PROVIDED ENTRIES:
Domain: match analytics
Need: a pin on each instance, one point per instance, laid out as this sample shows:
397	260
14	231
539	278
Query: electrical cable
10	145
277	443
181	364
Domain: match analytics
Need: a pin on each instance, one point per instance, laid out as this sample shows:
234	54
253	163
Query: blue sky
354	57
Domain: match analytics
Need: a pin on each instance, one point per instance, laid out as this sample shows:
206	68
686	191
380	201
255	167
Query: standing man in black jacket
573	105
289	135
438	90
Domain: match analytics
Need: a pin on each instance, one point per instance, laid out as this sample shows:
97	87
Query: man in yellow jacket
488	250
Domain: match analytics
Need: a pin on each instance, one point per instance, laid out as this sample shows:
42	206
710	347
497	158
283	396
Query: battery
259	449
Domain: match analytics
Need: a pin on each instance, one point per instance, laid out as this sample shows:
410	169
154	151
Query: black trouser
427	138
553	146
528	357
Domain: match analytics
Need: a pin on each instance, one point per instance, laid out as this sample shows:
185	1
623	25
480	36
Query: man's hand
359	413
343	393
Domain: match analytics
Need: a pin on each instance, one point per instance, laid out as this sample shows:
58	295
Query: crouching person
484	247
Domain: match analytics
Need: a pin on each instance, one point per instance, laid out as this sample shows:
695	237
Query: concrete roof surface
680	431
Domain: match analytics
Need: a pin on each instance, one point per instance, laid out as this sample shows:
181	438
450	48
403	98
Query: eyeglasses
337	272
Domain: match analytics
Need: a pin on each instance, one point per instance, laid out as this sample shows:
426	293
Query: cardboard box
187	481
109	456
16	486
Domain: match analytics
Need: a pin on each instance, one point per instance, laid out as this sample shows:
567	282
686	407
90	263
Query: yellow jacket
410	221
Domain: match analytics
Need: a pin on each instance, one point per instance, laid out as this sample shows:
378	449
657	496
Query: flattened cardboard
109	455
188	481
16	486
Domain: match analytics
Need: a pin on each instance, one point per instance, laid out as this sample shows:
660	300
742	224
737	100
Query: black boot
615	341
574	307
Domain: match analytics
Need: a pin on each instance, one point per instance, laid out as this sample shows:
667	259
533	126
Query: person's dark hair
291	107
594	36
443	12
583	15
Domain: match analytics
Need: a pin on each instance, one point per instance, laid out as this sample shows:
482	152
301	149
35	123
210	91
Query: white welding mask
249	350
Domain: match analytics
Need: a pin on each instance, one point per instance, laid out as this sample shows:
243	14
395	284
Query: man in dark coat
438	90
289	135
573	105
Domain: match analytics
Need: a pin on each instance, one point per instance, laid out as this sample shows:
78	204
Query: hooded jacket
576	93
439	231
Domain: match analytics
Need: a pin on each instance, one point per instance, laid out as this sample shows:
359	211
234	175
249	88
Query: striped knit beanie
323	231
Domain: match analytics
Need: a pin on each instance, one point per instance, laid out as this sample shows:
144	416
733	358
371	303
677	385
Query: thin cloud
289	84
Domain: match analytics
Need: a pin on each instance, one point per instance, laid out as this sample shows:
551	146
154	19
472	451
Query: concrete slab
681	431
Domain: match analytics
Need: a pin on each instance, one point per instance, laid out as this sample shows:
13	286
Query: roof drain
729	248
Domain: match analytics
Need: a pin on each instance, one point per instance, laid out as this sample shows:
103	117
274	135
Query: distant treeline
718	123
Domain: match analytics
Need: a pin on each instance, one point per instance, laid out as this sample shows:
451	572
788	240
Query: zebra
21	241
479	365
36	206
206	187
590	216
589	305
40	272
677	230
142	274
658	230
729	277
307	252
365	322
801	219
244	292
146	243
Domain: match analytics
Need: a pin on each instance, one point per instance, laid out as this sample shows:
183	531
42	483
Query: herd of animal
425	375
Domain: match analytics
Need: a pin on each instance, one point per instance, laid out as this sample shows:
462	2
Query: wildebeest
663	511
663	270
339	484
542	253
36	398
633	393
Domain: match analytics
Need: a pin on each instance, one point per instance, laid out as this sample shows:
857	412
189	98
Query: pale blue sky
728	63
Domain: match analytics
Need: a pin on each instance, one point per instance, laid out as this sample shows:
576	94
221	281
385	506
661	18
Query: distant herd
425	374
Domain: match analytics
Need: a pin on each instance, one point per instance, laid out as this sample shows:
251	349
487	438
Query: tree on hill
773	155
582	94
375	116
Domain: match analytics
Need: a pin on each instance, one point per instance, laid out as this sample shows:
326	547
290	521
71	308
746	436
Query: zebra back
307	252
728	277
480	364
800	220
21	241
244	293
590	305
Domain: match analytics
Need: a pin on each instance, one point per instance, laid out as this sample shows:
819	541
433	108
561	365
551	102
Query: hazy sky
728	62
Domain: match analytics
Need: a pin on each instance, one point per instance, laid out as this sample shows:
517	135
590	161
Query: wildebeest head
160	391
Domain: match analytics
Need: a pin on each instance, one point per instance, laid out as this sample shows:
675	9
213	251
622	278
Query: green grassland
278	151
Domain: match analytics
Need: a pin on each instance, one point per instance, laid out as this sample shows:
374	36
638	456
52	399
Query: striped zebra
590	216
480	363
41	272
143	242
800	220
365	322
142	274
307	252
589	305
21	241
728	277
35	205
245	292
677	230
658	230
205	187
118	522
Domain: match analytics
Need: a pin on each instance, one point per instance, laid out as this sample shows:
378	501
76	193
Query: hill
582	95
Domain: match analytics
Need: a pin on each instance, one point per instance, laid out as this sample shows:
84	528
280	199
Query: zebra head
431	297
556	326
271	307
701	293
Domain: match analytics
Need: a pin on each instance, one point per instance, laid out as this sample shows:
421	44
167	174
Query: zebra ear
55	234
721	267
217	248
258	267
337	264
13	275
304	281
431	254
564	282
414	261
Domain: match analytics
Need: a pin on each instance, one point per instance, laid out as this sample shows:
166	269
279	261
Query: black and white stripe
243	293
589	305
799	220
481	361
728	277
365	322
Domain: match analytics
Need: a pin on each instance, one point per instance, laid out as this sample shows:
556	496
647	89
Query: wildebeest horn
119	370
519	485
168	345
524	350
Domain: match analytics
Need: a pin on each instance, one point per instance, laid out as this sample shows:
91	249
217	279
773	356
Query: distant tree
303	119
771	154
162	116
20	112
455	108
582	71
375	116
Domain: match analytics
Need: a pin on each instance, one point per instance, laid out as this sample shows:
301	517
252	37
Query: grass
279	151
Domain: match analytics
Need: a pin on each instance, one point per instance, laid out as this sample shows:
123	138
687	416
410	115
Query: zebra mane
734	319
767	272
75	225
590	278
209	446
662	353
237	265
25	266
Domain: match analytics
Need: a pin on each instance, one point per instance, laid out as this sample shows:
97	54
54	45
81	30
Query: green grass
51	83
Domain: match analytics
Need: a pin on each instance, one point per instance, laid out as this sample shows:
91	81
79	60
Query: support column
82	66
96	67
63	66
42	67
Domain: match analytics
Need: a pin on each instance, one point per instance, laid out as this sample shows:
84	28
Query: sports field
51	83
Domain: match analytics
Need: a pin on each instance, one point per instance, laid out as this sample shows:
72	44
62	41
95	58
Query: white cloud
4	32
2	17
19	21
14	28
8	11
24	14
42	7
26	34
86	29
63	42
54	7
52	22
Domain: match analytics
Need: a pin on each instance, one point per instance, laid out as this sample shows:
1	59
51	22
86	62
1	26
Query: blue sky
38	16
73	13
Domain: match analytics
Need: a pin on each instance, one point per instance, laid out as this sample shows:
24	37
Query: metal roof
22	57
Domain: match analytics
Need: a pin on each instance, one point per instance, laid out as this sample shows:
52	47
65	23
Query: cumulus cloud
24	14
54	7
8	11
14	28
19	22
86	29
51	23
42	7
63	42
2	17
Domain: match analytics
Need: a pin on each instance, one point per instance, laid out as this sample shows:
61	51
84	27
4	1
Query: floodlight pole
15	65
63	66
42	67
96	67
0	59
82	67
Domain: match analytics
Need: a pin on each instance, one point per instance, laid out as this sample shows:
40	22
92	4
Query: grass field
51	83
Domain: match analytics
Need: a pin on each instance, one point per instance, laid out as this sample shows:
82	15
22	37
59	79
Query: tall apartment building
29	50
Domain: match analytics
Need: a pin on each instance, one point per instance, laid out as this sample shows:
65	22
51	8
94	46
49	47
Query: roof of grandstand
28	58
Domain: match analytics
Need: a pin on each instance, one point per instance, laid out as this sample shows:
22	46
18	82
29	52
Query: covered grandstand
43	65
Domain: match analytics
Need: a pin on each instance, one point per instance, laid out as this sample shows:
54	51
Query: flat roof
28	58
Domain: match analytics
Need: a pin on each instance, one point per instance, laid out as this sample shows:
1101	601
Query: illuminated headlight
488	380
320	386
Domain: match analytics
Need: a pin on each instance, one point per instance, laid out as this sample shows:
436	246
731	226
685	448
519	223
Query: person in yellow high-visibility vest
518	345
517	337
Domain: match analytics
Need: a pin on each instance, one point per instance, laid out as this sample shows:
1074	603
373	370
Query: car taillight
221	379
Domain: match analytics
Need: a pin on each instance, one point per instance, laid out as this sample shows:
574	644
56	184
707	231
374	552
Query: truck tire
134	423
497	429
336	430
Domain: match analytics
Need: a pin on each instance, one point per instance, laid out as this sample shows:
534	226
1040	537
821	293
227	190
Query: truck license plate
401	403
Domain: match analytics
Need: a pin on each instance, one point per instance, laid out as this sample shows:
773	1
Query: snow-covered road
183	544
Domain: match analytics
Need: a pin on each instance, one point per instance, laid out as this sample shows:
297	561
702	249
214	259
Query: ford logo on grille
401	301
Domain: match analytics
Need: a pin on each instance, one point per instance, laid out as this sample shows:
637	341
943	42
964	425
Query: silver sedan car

WHAT YOU NEED TO DO:
Report how many lines of the records above contain the string "yellow", treating uppercase and lowercase letters as distinct. Give the number alone.

TASK SOLUTION:
3